Oakland, Calif., Accuses Wells Fargo of Decimating City’s Property Tax Base Through Racist Loan Practices

Many cities have, in fact, fought back against predatory lending by filing lawsuits against the lenders. One such lawsuit, City of Oakland v. Wells Fargo & Company, recently achieved a landmark victory in the U.S. Ninth Circuit Court of Appeals in San Francisco. That Court held the City of Oakland could proceed with its predatory lending claims against Wells Fargo.

The Oakland lawsuit alleges that Well Fargo engaged in two common practices prohibited by the federal Fair Housing Act. The first practice is known as “redlining,” which is simply denying home loans to minority residents. The second practice is called “reverse redlining,” and essentially refers to the making of predatory loans–i.e., “issuing home loans to minority borrowers with significantly higher costs and more onerous terms than those offered to similarly situated White borrowers.”

For example, Oakland alleges Wells Fargo regularly refused to refinance costly subprime and “interest only” loans that it made to Black and Latino residents–but not similar loans made to White residents. As a result of such practices, Oakland officials found that Black and Latino residents were more likely to face foreclosures on their loans. This in turn led to a substantial decrease in Oakland property tax revenues, as well as an increase in municipal expenses, such as higher spending on police, firefighting, and safety code enforcement in affected minority neighborhoods.

* [GIVEN INFORMATION]:
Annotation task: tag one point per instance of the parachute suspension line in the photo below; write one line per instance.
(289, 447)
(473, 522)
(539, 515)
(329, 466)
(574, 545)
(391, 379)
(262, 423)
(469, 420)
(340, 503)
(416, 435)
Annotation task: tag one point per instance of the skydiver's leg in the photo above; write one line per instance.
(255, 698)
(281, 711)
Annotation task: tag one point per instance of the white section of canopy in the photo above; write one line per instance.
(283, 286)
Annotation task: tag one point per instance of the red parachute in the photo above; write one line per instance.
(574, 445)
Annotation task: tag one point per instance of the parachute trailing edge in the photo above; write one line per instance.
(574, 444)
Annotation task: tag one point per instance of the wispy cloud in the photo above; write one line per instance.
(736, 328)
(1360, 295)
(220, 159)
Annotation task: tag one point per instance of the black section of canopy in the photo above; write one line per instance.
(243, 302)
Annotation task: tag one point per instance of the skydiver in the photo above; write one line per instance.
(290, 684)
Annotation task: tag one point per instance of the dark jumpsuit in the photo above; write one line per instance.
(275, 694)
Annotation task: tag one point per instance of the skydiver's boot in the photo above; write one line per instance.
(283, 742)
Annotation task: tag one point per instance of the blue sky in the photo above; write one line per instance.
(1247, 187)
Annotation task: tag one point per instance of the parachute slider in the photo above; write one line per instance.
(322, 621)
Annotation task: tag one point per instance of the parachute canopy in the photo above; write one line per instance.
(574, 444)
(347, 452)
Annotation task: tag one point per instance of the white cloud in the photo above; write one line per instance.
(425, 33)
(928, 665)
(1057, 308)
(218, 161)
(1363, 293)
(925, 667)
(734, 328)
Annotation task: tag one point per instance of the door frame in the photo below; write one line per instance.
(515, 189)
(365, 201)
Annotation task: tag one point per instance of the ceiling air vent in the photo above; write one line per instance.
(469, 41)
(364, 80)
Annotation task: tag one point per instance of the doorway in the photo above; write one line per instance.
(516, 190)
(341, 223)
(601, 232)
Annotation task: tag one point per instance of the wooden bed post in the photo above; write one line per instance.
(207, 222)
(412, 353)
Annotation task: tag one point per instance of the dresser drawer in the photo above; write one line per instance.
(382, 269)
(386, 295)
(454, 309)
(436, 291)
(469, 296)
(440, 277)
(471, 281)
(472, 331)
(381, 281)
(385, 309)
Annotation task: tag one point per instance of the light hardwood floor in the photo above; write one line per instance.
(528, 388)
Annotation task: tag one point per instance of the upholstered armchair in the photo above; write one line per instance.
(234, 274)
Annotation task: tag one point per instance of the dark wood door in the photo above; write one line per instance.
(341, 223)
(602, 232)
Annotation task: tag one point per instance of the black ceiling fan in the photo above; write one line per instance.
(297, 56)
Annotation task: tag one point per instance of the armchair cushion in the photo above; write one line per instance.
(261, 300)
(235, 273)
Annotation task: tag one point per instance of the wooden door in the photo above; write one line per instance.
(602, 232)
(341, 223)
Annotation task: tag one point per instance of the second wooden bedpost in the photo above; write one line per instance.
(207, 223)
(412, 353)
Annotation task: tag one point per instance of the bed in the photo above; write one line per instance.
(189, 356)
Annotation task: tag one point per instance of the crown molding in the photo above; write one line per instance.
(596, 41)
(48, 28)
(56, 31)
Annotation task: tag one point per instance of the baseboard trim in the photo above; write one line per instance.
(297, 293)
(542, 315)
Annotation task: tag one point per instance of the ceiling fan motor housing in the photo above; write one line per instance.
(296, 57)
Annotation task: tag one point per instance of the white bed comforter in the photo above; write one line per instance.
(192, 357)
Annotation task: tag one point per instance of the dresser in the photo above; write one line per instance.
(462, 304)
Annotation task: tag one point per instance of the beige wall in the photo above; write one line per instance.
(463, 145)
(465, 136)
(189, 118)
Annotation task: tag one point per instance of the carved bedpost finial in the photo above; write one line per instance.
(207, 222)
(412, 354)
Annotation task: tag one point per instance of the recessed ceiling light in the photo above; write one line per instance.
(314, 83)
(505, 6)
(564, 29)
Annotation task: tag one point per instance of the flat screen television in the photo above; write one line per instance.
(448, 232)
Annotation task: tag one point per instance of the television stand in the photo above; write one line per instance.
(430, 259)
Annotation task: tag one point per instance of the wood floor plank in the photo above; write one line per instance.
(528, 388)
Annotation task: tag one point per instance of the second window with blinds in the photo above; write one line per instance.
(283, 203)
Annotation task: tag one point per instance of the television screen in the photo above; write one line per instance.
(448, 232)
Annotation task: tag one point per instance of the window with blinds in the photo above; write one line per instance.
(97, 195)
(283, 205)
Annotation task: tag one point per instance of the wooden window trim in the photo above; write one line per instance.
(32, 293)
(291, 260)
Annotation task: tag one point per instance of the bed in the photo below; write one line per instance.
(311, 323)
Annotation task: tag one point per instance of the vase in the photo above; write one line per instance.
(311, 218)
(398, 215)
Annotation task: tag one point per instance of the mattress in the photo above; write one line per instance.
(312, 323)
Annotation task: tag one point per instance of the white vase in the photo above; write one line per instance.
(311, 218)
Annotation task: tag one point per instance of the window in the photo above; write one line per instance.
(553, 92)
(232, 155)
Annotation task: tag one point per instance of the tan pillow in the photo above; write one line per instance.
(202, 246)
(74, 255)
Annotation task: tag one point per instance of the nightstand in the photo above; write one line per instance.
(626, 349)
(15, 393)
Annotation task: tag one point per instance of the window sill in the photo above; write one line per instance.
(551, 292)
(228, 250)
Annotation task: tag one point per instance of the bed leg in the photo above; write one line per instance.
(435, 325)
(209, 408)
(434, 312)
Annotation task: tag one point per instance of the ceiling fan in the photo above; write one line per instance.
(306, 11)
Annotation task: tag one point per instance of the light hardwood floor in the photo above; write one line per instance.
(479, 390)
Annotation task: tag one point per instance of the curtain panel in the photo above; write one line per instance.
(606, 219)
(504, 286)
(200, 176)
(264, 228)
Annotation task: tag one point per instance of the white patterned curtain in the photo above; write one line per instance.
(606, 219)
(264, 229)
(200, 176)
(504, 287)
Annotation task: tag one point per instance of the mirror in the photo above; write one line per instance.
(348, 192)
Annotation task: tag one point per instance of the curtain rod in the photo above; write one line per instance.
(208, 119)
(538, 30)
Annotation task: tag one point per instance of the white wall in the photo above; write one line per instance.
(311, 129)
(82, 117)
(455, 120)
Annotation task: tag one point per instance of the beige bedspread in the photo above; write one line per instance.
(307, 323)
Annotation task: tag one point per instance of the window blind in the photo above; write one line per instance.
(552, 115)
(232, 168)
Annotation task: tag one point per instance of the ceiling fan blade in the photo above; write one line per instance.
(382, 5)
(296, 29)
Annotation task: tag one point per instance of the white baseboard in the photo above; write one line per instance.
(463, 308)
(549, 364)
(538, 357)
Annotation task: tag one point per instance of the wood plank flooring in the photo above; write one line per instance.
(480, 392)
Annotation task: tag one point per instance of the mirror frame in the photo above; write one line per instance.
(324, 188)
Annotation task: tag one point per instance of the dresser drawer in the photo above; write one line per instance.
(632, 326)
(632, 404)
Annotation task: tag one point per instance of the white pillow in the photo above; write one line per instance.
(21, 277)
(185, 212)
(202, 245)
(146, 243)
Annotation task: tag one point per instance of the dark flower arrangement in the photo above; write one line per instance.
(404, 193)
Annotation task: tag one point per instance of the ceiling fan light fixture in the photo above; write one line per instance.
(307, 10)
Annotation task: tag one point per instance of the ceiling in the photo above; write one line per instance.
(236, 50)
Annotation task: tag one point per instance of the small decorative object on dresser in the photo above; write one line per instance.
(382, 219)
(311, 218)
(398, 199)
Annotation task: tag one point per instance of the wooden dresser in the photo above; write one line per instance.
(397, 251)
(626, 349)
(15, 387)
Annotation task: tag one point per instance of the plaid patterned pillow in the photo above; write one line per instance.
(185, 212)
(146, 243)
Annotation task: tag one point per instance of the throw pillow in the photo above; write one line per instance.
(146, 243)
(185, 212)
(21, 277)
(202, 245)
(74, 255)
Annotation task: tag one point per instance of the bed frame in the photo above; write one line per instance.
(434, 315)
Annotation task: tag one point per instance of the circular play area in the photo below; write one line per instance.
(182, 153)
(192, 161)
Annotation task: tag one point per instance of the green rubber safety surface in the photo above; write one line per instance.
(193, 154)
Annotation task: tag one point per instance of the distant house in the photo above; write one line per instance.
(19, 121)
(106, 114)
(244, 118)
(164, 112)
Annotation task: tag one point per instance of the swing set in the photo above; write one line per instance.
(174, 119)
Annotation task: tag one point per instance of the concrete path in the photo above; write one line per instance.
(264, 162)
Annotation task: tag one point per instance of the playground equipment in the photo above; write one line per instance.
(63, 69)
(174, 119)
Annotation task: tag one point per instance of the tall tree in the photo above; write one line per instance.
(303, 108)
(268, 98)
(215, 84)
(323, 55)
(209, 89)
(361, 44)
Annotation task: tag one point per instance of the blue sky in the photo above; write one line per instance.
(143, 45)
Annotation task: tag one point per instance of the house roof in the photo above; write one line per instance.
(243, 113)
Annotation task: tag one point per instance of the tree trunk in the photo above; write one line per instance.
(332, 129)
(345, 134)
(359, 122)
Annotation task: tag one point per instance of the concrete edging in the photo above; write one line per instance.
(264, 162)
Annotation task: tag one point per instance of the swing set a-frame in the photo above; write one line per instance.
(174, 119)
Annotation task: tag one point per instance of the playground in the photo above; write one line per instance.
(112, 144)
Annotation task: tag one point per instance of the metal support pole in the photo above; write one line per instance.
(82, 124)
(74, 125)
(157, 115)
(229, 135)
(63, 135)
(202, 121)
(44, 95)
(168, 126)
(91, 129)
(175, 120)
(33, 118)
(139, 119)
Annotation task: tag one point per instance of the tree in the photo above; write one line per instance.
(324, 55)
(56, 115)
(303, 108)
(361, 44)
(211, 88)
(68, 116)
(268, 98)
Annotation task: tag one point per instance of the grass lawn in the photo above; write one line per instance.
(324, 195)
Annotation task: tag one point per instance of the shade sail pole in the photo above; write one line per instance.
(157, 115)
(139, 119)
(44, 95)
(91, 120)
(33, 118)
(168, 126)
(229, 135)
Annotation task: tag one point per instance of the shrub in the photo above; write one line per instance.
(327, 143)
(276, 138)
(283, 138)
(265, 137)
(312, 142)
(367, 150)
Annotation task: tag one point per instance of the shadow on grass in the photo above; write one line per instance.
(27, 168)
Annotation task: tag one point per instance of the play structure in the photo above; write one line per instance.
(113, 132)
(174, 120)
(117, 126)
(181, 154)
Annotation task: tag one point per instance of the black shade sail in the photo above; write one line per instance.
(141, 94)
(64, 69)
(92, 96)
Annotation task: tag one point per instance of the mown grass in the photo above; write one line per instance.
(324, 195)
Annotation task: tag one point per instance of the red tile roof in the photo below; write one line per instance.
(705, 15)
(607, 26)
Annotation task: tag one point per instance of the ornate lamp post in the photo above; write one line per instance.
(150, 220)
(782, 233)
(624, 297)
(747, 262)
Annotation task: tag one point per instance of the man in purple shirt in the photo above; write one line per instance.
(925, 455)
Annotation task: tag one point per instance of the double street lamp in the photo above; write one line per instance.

* [AIM 1]: Rewrite the paragraph of the Oakland lending article that begins "For example, Oakland alleges" as a short bulleted list, keeping its main facts.
* [AIM 2]:
Answer these questions using the Oakland lending article:
(a) Which court held that Oakland could proceed with its claims against Wells Fargo?
(b) Which federal law prohibits the two practices the lawsuit describes?
(c) How does the article define "redlining"?
* [AIM 3]: How would the Oakland lending article go on after its last sentence? Carry it forward from that point.
The rows were drawn from a separate source unrelated to the article.

* [WRITTEN REPLY 1]:
- Oakland alleges Wells Fargo regularly refused to refinance costly subprime and "interest only" loans it made to Black and Latino residents, but not similar loans made to White residents.
- City officials found that Black and Latino residents were more likely to face foreclosure as a result.
- This led to a substantial drop in Oakland's property tax revenues.
- It also raised municipal expenses, including higher spending on police, firefighting, and safety code enforcement in affected minority neighborhoods.

* [WRITTEN REPLY 2]:
(a) The U.S. Ninth Circuit Court of Appeals in San Francisco.
(b) The Fair Housing Act.
(c) As denying home loans to minority residents.

* [WRITTEN REPLY 3]:
The Ninth Circuit’s decision did not address the merits of Oakland’s allegations. Rather, the appellate court was asked to decide a procedural issue–specifically, if the City’s allegations, if proven at trial, stated a valid claim for relief under the FHA. This issue centered on a legal principle called “proximate cause,” basically whether or not there was a “direct relation” between the City’s injuries and Wells Fargo’s alleged FHA violations.

With respect to the loss of property tax revenues, the Ninth Circuit said that Oakland did raise a viable claim under the FHA. Although Wells Fargo’s predatory lending “did not immediately cause Oakland’s lost property-tax revenues,” a jury could find that the lender’s actions “more likely than not caused the City’s reduced tax base.”

However, the Ninth Circuit dismissed Oakland’s claim for damages based on its increased municipal expenses. Here, the Court said the City’s complaint failed to account for “other independent variables that might have contributed to or even caused [its] spike in expenses.” As such, it would be impossible for a jury to “ascertain with precision” how much Wells Fargo’s predatory lending may have contributed.

Speak with a Philadelphia Predatory Lending Attorney Today

Lawsuits like the Oakland case are just one way we can fight back against the racist effects of predatory lending. As an individual, you can also take action under the FHA if you have been the victim of these practices. Contact Philadelphia consumer lawyer Louis S. Schwartz at CONSUMERLAWPA.com today at 215-790-1800 to schedule a free consultation.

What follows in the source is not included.